Excerpt to read »
· · · ·

Illustration : Jude Buffum
Every weekday at 5:00 a.m., a nondescript gray van rolls down the underground service road beneath the French National Library, in Paris, and arrives at a svelte glass skyscraper soaring above the bustling Seine River. Here, at the Tower of the Times, the van delivers a tiny but astoundingly rich snapshot of life in this country that takes its cultural heritage very seriously.
The van has been stuffed willy-nilly with two copies each of some 3000 periodicals printed recently in France that are being sent to the library for preservation. One morning last November, the haul includes the dailies Le Monde and L’Humanité, of course, and also the union newspaper Le Travailleur. Among the other lexical artifacts dutifully funneled from the van up into the tower are a booklet of classified advertisements, a concert flyer, several religious pamphlets, Busty Beauties magazine, and a community newsletter from Bonnes (population 330) announcing a town raffle for three hams, six bottles of wine, and a yogurt-making machine.
"We have a lot of so-called crap, and we’re happy about that," says Gildas Illien, an archivist at the library. His colleagues in other countries might turn up their noses at hard-core porn, advertisements, and obscure newsletters, but not Illien. "In a hundred years, what’s totally irrelevant or dirty today will end up becoming of extreme interest to historians," he declares.
The Tower of the Times, where Illien works, is one of four spires, each composed of two perpendicular wings resembling the pages of an open book, that make up France’s newly modernized national library. The archivists here aren’t after just printed material; they’re preserving the electronic, too. In fact, it’s Illien’s daunting task to archive French Web sites—all of them, in all their evanescent, constantly changing, and multimedia splendor.
Since the ancient Sumerians compiled the first collections of inscribed clay tablets, many peoples have attempted to preserve documents, ephemera, and even the flotsam of their political, economic, and social tides. But perhaps no nation today tackles this endeavor as thoroughly as France, one of the few countries in which archivists have the legal right to copy and save virtual documents without fear of a copyright suit. Five centuries ago, King Francis I ordered book publishers to donate copies of their work to posterity. That legal deposit law, as it is known, has expanded over the years to include maps, music scores, periodicals, photographs, sound recordings, posters, motion pictures, television broadcasts, computer software, and finally, in 2006, the World Wide Web.
French archivists are still grappling with that most recent mandate. The Web, of course, is unlike any other publishing platform—not simply because it is amorphous and immeasurably large but because its "documents" are boundless. Nowadays, an "online publication" is barely recognizable as a publication in any traditional sense; it exists in a perpetual state of being updated, and it cannot be considered complete in the absence of everything else it’s hyperlinked to. Unlike books and newspapers, which have discernible titles, authors, beginnings, and ends, the Internet is utterly nonstandardized.

· · · ·

Written problem A »
In the records, begin at the line that has "Objective — drop a marker on each instance of the frost-covered" and stop after the line that has "608], [313, 665]]". Give those lines again, swapping "frost-covered" for "ice-coated" and leaving everything else unchanged.

· · · ·

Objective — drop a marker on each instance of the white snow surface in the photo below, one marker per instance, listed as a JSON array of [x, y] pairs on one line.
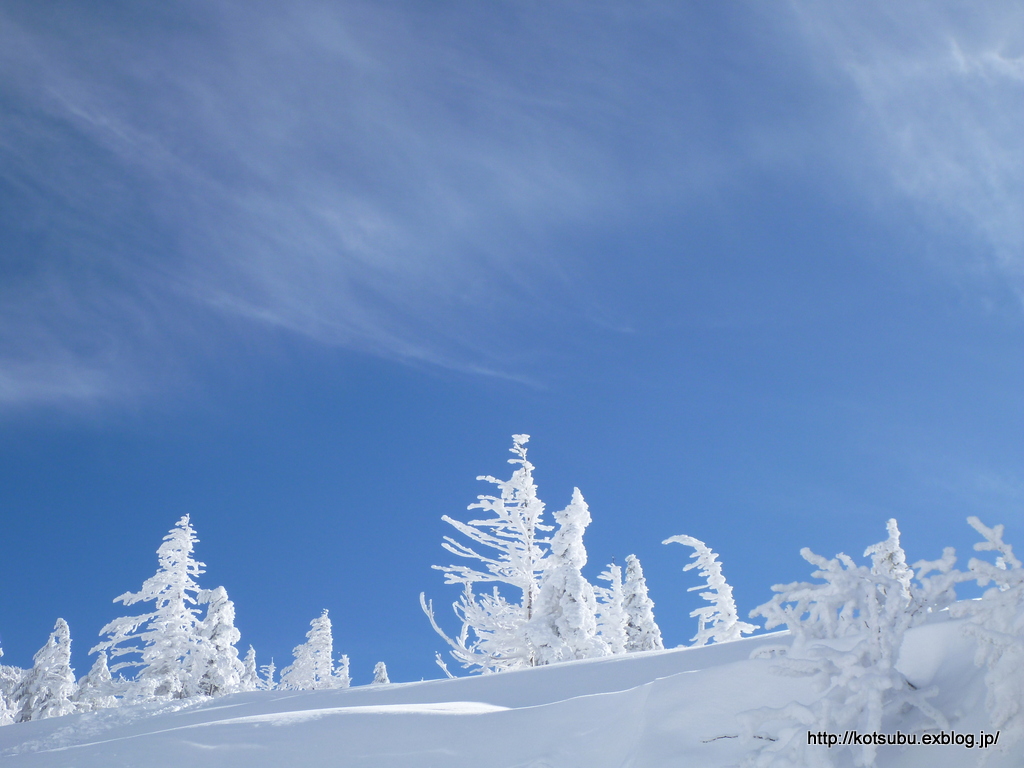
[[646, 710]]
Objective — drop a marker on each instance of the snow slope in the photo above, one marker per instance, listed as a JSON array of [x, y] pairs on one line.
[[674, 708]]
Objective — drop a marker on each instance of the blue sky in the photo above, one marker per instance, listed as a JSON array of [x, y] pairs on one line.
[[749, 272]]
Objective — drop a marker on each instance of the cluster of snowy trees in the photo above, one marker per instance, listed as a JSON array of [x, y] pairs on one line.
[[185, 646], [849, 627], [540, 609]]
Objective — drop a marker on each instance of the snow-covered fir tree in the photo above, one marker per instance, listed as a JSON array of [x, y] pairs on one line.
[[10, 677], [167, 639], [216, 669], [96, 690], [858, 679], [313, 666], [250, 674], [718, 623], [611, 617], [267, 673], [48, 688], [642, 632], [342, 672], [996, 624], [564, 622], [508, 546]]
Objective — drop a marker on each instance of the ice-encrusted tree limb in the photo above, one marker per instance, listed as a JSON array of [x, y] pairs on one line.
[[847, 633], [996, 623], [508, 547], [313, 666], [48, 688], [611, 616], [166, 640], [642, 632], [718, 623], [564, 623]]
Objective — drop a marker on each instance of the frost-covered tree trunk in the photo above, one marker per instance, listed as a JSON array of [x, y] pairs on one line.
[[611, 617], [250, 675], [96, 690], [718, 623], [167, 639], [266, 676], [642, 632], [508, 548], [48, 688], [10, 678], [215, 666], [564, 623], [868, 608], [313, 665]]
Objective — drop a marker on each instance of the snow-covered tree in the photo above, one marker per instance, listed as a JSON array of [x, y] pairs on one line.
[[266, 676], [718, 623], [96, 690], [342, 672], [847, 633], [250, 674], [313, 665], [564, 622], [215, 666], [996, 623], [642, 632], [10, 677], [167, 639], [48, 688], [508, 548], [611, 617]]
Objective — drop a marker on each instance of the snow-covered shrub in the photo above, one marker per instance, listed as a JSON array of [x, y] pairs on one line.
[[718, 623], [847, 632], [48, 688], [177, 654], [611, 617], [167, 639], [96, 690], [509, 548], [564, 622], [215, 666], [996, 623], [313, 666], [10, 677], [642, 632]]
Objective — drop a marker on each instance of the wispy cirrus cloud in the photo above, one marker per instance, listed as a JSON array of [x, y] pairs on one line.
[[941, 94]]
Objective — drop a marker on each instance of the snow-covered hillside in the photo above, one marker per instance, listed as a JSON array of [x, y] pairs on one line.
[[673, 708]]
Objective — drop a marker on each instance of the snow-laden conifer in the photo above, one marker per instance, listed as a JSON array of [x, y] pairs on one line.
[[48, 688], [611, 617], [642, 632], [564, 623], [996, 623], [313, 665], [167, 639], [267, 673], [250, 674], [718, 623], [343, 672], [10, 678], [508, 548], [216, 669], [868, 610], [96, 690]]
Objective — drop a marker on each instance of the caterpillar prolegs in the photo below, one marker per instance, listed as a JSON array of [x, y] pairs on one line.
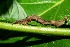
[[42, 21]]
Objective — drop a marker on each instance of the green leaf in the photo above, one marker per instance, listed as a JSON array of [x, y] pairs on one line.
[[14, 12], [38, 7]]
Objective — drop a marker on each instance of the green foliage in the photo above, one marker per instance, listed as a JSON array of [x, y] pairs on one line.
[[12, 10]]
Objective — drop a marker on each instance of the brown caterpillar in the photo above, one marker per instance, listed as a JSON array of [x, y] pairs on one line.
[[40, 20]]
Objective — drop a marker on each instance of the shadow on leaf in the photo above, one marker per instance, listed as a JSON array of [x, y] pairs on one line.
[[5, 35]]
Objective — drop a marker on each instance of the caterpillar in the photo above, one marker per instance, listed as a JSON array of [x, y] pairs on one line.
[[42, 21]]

· · · ·

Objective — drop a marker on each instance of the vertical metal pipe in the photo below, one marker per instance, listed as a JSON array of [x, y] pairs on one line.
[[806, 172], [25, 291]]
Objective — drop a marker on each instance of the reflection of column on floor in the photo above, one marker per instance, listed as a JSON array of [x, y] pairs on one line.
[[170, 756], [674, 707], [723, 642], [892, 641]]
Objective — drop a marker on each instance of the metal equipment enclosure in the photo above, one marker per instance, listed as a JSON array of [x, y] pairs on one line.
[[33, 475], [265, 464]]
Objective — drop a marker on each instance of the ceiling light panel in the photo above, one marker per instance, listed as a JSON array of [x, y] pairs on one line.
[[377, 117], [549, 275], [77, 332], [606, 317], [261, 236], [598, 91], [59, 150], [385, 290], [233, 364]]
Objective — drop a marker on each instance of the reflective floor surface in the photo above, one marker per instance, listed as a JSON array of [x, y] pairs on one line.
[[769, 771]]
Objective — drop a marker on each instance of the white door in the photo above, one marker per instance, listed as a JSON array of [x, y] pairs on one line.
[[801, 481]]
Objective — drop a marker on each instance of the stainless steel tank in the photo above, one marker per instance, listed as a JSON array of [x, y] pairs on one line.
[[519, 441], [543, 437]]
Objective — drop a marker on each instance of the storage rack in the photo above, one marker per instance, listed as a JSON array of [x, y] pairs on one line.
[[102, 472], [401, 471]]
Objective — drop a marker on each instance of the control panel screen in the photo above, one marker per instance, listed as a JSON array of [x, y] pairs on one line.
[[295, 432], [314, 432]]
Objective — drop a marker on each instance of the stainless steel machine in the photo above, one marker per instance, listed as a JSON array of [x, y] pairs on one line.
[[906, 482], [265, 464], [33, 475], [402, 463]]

· · · ·

Written problem B »
Transcribe the passage from the article on the French National Library that begins at the words "French archivists are" and stops after "is utterly nonstandardized.".

Correct result A »
Objective — drop a marker on each instance of the ice-coated tree trunk in the photo above, one marker per instance, listed as a JSON array of [x, y] pairs on one line.
[[611, 617], [250, 675], [96, 690], [718, 623], [167, 639], [266, 676], [642, 632], [508, 548], [48, 688], [10, 678], [215, 666], [564, 623], [868, 608], [313, 665]]

Correct result B »
French archivists are still grappling with that most recent mandate. The Web, of course, is unlike any other publishing platform—not simply because it is amorphous and immeasurably large but because its "documents" are boundless. Nowadays, an "online publication" is barely recognizable as a publication in any traditional sense; it exists in a perpetual state of being updated, and it cannot be considered complete in the absence of everything else it’s hyperlinked to. Unlike books and newspapers, which have discernible titles, authors, beginnings, and ends, the Internet is utterly nonstandardized.